▶ **Exercise details**
In the listing below, swap every "glass" for "ceramic" and reproduce all lines otherwise unchanged. Leave the pictures out of your answer.

☆ ☆ ☆ ☆

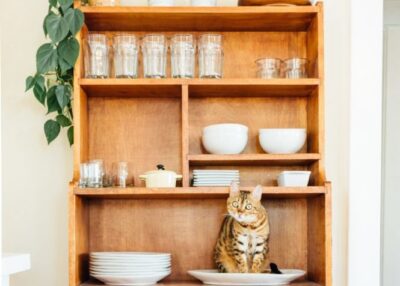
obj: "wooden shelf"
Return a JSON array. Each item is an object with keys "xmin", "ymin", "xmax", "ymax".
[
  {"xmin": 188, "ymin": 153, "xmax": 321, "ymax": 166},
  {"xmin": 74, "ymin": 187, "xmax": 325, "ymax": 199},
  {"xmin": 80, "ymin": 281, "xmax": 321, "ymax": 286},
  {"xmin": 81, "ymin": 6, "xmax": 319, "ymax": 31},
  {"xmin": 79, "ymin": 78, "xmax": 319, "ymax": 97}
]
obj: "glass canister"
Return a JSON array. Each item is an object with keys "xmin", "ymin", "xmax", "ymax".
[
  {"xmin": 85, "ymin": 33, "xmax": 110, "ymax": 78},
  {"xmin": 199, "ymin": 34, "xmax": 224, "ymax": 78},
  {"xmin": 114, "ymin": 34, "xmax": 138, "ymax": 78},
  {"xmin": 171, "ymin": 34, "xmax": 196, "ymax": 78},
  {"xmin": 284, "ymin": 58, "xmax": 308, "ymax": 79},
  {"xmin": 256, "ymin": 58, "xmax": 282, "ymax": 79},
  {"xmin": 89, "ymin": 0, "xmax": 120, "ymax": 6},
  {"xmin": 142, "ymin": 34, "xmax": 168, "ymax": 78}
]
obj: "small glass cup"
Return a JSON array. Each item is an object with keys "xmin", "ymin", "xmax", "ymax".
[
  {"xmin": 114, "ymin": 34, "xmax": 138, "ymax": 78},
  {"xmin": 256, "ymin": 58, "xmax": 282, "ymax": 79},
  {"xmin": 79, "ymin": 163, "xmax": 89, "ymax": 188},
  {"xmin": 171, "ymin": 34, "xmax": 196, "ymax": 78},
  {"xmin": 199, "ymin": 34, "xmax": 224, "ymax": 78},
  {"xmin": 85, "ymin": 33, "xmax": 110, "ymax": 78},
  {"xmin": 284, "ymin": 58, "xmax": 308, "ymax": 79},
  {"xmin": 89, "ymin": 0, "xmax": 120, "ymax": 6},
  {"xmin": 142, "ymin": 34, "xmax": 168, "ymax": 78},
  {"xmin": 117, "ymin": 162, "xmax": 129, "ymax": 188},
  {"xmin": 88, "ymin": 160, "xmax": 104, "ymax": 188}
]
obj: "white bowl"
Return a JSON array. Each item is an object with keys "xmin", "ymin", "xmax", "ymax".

☆ ☆ ☆ ☆

▶ **Solution below**
obj: "wooden shelf"
Return a JSON array. Each item is an object with keys "xmin", "ymin", "xmax", "ymax".
[
  {"xmin": 188, "ymin": 153, "xmax": 321, "ymax": 166},
  {"xmin": 74, "ymin": 187, "xmax": 325, "ymax": 199},
  {"xmin": 80, "ymin": 281, "xmax": 321, "ymax": 286},
  {"xmin": 81, "ymin": 6, "xmax": 319, "ymax": 31},
  {"xmin": 79, "ymin": 78, "xmax": 319, "ymax": 97}
]
obj: "ceramic canister"
Return a JSON array. Each item is an object with keys "xmin", "ymin", "xmax", "ymax".
[
  {"xmin": 85, "ymin": 33, "xmax": 110, "ymax": 78},
  {"xmin": 199, "ymin": 34, "xmax": 224, "ymax": 78},
  {"xmin": 114, "ymin": 34, "xmax": 138, "ymax": 78},
  {"xmin": 171, "ymin": 34, "xmax": 196, "ymax": 78},
  {"xmin": 284, "ymin": 58, "xmax": 308, "ymax": 79},
  {"xmin": 256, "ymin": 58, "xmax": 282, "ymax": 79},
  {"xmin": 89, "ymin": 0, "xmax": 120, "ymax": 6},
  {"xmin": 142, "ymin": 34, "xmax": 168, "ymax": 78}
]
obj: "small ceramic cup"
Return a JSON array. Each item is an object with keys "xmin", "ymin", "xmax", "ymax".
[
  {"xmin": 114, "ymin": 34, "xmax": 138, "ymax": 78},
  {"xmin": 256, "ymin": 58, "xmax": 282, "ymax": 79},
  {"xmin": 79, "ymin": 163, "xmax": 89, "ymax": 188},
  {"xmin": 171, "ymin": 34, "xmax": 196, "ymax": 78},
  {"xmin": 199, "ymin": 34, "xmax": 224, "ymax": 78},
  {"xmin": 85, "ymin": 33, "xmax": 110, "ymax": 78},
  {"xmin": 284, "ymin": 58, "xmax": 308, "ymax": 79},
  {"xmin": 89, "ymin": 0, "xmax": 120, "ymax": 6},
  {"xmin": 142, "ymin": 34, "xmax": 168, "ymax": 78},
  {"xmin": 117, "ymin": 162, "xmax": 129, "ymax": 188},
  {"xmin": 88, "ymin": 160, "xmax": 104, "ymax": 188}
]
obj: "white bowl"
Return a JSON array. Each item is an object with keys "xmin", "ymin", "xmax", "ymax".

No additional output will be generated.